● Direction: Return every line of the data below that contains the string "window".

● Data lines:
********

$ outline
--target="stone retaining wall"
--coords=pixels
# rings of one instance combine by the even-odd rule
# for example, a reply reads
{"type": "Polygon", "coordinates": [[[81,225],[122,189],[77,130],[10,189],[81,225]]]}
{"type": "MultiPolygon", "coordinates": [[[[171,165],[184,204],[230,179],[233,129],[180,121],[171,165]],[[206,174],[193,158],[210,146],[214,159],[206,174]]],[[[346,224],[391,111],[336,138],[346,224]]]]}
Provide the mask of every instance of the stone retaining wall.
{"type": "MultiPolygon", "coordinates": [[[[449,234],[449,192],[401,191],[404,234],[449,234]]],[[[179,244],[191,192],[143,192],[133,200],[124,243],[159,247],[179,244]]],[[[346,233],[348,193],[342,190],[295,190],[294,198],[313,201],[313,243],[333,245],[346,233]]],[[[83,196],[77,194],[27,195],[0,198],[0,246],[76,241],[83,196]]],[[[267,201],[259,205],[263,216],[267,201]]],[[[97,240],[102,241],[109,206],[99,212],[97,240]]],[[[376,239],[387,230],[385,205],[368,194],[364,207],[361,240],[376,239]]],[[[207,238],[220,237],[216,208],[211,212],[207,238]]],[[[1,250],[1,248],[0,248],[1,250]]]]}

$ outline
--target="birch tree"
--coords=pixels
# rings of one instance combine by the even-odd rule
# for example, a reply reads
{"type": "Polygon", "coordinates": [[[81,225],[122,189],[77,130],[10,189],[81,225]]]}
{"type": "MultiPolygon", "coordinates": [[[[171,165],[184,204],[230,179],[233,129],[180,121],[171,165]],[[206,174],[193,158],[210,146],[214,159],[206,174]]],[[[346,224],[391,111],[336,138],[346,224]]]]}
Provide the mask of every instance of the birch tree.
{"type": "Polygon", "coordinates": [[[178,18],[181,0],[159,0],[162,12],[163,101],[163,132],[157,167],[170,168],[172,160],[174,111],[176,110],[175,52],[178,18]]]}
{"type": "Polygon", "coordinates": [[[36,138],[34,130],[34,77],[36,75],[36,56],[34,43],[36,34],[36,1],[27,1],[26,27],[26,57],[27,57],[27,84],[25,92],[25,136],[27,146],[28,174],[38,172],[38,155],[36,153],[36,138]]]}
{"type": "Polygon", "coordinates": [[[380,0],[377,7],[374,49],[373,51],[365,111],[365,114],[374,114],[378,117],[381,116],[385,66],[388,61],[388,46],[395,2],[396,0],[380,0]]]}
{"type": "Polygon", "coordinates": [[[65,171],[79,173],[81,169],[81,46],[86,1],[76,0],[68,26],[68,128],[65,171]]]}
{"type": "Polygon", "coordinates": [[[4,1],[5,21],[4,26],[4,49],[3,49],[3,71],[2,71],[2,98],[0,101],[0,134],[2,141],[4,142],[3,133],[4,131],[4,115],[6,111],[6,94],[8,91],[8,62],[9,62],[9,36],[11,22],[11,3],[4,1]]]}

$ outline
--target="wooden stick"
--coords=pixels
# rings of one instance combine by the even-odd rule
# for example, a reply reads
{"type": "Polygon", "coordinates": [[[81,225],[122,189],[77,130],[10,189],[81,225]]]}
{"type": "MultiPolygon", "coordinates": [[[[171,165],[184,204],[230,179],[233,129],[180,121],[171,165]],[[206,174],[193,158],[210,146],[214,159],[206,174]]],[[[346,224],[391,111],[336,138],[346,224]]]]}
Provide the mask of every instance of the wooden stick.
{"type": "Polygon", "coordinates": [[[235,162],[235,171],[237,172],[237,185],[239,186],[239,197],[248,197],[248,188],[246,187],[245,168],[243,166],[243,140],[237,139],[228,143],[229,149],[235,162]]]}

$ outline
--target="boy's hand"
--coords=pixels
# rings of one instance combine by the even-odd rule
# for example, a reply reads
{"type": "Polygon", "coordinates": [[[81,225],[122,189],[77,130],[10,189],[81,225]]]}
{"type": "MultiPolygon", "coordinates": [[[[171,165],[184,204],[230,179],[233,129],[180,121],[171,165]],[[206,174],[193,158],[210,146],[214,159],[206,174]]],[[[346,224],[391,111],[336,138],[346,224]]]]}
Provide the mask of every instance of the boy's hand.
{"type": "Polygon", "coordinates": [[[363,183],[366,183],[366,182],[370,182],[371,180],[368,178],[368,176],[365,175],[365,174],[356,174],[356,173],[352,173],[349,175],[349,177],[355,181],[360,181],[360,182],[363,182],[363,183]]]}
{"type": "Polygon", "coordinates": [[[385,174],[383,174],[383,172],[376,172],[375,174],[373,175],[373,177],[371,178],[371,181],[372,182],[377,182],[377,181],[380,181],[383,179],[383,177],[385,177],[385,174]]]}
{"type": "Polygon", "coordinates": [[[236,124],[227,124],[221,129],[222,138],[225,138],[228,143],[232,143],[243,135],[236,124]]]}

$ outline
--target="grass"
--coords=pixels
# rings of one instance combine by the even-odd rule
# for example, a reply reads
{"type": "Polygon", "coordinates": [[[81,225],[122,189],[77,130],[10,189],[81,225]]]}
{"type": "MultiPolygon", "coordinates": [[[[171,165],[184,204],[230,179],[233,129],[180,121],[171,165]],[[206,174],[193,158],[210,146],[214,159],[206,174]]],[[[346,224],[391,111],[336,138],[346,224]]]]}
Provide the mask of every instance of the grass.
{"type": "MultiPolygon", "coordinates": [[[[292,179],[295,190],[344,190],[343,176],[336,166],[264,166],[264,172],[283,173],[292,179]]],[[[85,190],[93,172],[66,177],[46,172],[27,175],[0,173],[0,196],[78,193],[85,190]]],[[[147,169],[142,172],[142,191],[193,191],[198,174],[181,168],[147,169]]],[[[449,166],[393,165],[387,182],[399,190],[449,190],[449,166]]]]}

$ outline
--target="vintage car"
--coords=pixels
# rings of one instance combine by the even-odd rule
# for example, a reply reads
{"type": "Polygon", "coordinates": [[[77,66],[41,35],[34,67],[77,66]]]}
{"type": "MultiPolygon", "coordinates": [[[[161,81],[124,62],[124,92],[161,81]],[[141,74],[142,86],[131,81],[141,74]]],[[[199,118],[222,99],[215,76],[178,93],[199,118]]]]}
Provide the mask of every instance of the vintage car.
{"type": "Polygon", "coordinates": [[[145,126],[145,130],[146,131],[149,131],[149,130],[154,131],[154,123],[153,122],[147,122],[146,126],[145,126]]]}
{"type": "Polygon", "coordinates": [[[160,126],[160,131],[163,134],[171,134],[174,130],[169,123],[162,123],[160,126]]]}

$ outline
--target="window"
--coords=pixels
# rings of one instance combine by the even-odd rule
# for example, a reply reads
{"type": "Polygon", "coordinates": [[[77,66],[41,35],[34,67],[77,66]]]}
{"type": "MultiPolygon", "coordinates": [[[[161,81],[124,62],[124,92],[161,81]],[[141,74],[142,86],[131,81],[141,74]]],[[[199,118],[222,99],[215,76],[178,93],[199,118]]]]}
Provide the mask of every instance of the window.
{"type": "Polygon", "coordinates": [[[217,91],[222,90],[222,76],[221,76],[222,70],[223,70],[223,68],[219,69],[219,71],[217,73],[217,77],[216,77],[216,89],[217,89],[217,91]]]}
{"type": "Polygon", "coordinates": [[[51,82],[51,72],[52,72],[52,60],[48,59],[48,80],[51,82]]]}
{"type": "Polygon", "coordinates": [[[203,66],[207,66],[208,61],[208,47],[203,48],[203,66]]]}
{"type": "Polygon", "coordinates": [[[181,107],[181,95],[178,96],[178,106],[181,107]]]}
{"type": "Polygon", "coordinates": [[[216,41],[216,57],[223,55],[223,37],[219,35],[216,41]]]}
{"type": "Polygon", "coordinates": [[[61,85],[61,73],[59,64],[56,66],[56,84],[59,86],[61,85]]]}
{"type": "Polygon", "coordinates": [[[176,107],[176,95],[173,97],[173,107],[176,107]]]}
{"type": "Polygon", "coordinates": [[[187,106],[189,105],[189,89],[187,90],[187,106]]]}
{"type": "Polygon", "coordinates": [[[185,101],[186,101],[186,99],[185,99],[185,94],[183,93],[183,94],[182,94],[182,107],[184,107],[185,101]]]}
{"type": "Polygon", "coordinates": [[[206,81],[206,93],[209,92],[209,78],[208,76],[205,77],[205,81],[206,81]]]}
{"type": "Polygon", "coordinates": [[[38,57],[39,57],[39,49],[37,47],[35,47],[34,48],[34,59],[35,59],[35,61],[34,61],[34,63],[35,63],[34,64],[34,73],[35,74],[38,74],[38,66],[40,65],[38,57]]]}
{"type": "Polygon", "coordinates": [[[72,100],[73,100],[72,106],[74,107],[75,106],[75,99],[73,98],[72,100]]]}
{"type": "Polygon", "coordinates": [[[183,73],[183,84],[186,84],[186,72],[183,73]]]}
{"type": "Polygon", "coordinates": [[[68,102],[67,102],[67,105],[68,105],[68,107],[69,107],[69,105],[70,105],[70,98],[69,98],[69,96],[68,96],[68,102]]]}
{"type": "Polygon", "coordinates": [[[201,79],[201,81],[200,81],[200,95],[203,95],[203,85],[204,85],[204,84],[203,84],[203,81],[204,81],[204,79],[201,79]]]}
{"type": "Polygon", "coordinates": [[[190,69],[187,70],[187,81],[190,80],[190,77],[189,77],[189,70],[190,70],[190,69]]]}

********

● The answer:
--target="window"
Provide the mask of every instance of the window.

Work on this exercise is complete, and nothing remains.